__EJERCICIO A__
Por favor, extrae sin cambios las líneas del listado desde la línea que contiene "the white minaret" hasta la línea que contiene "The component shall mark one dot per instance of the calm", ambas incluidas.

__SELECCIÓN__
============
Pero no pocos de aquellos “teólogos”, en los años que siguieron al Vaticano II, como de Lubac y otros no menos famosos, fueron hechos Obispos y Cardenales. Ya antes, habían hecho escuela con libertad y sin freno a enteras generaciones de sacerdotes y monjes, muchos de los cuales ascendieron después a las cátedras episcopales para enseñar el error, sin que nadie los detuviera. El peor de todos los “nuevos teólogos”, el verdadero “princeps haereticorum” fue Karl Rahner (†1984), del cual, justamente, el card. Siri dijo que había elaborado una “teología sin Cristo”, de manera que no necesitaremos unirnos a Jesucristo, único Salvador del mundo, para ser salvados en este mundo y en el otro. Pero también los demás “nuevos teólogos” -los teólogos de la liberación, por ejemplo, hoy vueltos de nuevo a primer plano- ¿qué hicieron de Cristo?
============
__LÍNEAS DE DATOS__

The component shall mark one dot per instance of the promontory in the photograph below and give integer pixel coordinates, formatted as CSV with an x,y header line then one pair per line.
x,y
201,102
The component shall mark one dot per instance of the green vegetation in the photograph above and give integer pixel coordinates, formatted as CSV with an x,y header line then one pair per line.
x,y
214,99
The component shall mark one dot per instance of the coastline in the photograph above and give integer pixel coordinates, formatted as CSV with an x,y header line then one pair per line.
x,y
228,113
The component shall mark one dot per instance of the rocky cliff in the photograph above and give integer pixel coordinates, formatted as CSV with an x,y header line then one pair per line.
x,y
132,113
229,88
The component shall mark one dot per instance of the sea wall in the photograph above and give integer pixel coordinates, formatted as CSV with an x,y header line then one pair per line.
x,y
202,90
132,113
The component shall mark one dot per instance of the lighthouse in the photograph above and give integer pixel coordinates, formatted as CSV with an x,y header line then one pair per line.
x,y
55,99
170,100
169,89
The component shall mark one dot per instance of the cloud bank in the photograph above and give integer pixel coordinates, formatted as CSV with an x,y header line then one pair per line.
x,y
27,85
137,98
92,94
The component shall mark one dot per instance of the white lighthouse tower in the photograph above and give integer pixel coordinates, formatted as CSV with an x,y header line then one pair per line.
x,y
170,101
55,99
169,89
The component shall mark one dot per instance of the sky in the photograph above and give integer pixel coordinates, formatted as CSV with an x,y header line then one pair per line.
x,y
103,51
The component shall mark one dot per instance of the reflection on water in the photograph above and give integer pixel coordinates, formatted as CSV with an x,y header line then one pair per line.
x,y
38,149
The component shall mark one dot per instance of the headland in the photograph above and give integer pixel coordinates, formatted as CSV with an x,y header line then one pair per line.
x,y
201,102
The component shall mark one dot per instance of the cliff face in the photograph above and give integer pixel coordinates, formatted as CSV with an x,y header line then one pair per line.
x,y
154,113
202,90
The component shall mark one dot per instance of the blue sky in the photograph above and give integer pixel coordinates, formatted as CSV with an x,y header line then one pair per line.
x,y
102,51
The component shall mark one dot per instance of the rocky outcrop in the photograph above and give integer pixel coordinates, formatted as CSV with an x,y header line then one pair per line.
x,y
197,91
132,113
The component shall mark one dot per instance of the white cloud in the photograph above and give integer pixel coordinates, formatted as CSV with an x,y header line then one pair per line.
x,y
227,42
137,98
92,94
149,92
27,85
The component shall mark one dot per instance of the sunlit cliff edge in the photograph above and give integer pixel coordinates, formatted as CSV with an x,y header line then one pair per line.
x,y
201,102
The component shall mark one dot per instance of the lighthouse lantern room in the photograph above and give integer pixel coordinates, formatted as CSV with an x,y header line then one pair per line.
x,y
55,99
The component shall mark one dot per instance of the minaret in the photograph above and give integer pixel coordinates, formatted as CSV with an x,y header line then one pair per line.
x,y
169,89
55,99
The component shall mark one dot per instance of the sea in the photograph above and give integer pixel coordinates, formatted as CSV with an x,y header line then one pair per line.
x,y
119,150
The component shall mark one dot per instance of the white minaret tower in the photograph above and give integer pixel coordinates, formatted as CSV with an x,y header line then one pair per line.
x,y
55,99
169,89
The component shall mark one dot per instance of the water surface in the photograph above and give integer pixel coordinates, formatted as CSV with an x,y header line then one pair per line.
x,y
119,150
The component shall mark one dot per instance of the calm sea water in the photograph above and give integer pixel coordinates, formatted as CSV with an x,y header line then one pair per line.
============
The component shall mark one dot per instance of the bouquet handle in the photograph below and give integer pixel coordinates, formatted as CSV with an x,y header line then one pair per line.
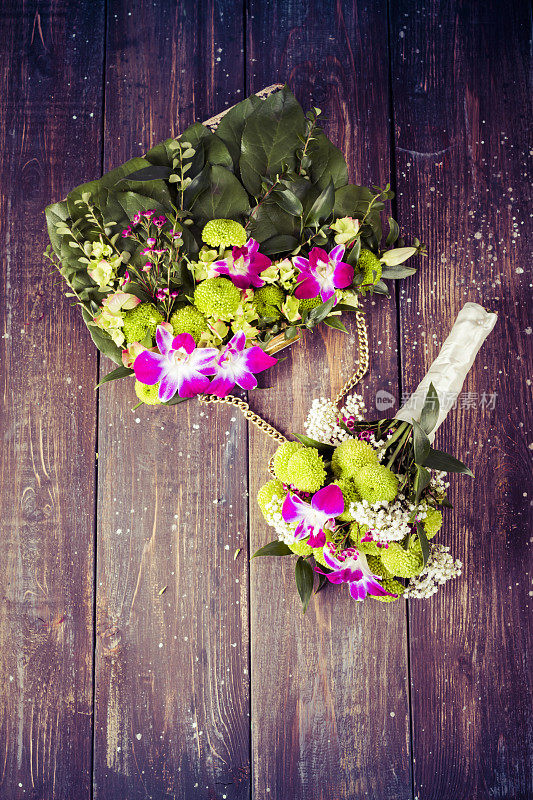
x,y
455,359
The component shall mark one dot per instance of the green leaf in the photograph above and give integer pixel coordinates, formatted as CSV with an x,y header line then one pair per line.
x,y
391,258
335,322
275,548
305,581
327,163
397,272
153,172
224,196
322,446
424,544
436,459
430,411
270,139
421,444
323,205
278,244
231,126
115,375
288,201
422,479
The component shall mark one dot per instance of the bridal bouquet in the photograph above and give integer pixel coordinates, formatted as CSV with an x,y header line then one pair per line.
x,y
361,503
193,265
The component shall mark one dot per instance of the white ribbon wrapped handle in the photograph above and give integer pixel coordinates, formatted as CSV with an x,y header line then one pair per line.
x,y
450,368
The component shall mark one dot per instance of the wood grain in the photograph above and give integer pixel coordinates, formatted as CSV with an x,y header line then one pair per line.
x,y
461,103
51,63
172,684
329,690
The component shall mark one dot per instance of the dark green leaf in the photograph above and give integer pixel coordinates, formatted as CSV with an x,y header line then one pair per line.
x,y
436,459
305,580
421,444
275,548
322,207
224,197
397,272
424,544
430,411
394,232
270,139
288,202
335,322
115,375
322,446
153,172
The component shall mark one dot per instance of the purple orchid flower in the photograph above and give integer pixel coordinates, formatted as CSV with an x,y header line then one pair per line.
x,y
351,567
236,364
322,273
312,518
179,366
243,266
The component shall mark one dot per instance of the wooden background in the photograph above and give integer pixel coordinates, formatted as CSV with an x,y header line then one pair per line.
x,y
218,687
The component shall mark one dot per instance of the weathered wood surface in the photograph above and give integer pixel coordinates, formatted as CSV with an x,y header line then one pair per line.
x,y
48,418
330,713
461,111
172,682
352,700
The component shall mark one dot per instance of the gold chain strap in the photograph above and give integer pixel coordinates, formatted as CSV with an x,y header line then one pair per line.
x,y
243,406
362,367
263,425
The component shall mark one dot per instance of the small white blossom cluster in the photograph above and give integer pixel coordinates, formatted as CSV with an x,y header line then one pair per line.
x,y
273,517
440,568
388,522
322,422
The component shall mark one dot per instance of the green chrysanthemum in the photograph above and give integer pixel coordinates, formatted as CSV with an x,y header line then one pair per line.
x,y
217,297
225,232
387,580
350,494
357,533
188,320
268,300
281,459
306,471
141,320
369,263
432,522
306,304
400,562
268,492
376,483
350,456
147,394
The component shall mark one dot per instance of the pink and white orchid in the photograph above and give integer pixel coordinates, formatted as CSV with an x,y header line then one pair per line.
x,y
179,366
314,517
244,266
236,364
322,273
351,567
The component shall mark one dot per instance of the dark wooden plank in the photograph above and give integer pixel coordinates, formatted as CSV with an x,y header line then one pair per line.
============
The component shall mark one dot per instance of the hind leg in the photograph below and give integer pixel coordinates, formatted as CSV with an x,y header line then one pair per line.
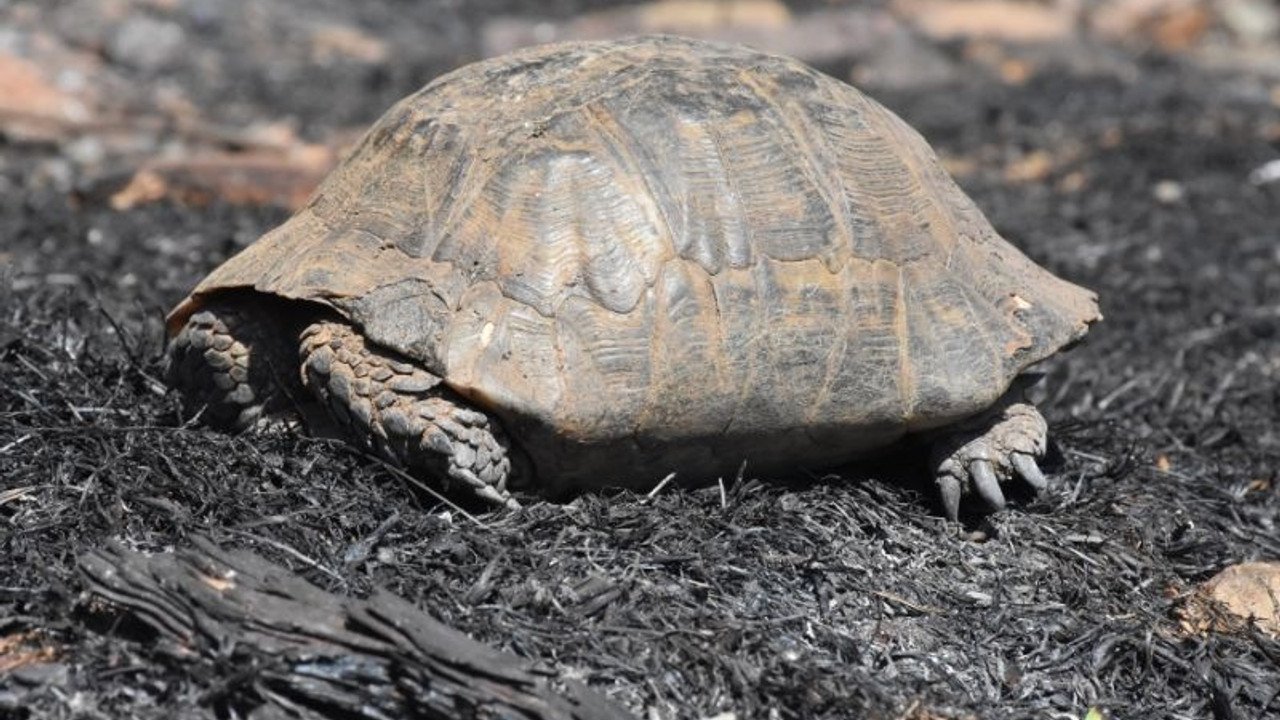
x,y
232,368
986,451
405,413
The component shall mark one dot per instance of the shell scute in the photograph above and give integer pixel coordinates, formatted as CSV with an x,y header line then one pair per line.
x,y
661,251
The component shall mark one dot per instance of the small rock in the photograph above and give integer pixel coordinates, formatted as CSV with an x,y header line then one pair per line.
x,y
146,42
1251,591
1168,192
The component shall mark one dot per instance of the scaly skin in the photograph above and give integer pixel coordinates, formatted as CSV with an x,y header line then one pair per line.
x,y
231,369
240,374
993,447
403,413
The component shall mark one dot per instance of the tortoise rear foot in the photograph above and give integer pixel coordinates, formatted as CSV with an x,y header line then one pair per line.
============
__EJERCICIO B__
Explica, según la selección, en qué consistía la "teología sin Cristo" que el card. Siri atribuyó a Karl Rahner.

__RESPUESTA COMPLETA A__
The component shall mark one dot per instance of the white minaret tower in the photograph above and give integer pixel coordinates, formatted as CSV with an x,y header line then one pair per line.
x,y
55,99
169,89
The component shall mark one dot per instance of the water surface in the photograph above and give integer pixel coordinates, formatted as CSV with an x,y header line then one pair per line.
x,y
119,150
The component shall mark one dot per instance of the calm sea water in the photograph above and give integer pixel coordinates, formatted as CSV with an x,y header line then one pair per line.

__RESPUESTA COMPLETA B__
Era una teología según la cual no sería necesario unirse a Jesucristo, único Salvador del mundo, para ser salvados en este mundo y en el otro.